STUDY TEXT:
In an earlier post, I suggested that we can actually enjoy marketing when we’re able to tap into our natural compassion and concern for others. As I said, I think this often requires us to let go of the ways we protect ourselves from getting hurt when we interact with another person.
For example, if we’re at a networking event, and we’re worried that others won’t take seriously what we have to offer, maybe we’ll loudly brag about our products and services, not letting anyone get a word in edgewise. However, this tends to get us exactly what we don’t want — people we interact with feel annoyed and don’t want to buy from us.
It would be nice if we could simply drop all these self-protection strategies and “get real.” Unfortunately, it isn’t usually that easy. Many of us developed these strategies a long time ago, and have been relying on them for a long time to get through life. Thus, they’ve become unconscious and habitual — we no longer even notice we’re using them.
How do we get conscious of the ways we’re sabotaging ourselves? In this post, I want to offer an exercise I’ve found very helpful in creating this kind of awareness. It’s simple, but it can be surprisingly intense and revealing.

YOUR INSTRUCTIONS: Please resume the marketing post right after its last sentence. The lines that come next have no connection to the marketing post.

STUDY MATERIAL:
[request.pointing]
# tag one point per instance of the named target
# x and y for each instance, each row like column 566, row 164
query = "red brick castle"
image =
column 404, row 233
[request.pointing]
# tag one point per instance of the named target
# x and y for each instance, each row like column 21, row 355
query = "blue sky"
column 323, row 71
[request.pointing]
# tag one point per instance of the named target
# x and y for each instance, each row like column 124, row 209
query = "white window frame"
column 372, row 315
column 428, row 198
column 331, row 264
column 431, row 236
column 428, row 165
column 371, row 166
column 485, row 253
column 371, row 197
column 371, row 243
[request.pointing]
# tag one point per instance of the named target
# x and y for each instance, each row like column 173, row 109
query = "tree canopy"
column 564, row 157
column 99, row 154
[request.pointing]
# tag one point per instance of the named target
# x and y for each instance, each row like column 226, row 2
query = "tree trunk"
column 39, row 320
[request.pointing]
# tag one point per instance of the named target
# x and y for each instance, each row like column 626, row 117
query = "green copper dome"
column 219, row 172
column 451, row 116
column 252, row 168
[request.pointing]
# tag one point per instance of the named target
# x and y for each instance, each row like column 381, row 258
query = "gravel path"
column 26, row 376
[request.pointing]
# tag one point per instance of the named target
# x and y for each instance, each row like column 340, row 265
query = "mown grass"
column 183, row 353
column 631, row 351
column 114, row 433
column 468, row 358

TASK OUTPUT:
You’ll need a partner to do this exercise. Stand across from each other and make eye contact, remaining silent for a few minutes. As you face the other person, silently ask yourself a few questions:
1. Where am I tense? Bring your awareness into your body, and notice any tight places. For example, maybe your shoulders are tensing up, as if you’re about to be attacked and you’re preparing to defend yourself. Perhaps you find your lips curling into a strained grin, as if you need to please the other person or convince them everything’s okay.
2. What am I afraid they’ll do? Are you worried that the other person will do something hurtful? Maybe, for instance, they’ll turn their back and ignore you? Yell at you and accuse you of screwing up? Deceive you and take advantage of you in some way?
3. How do I want them to see me? What do you want the other person to think about you? For example, perhaps you want them to think you’re totally calm about doing this exercise? That you’re “nice” and not dangerous to them? That you’re tough and you can protect yourself if need be?
4. What do I want them to do? Is there something you want (or maybe even need) from them right now? Do you want them to smile at you? Or maybe you just want them to go away and leave you alone?
Now, consider the possibility that you’re bringing exactly the same attitudes and desires into every interaction. If you’re feeling afraid of the other person, for example, you’re probably feeling afraid of a lot of people you deal with in your daily life.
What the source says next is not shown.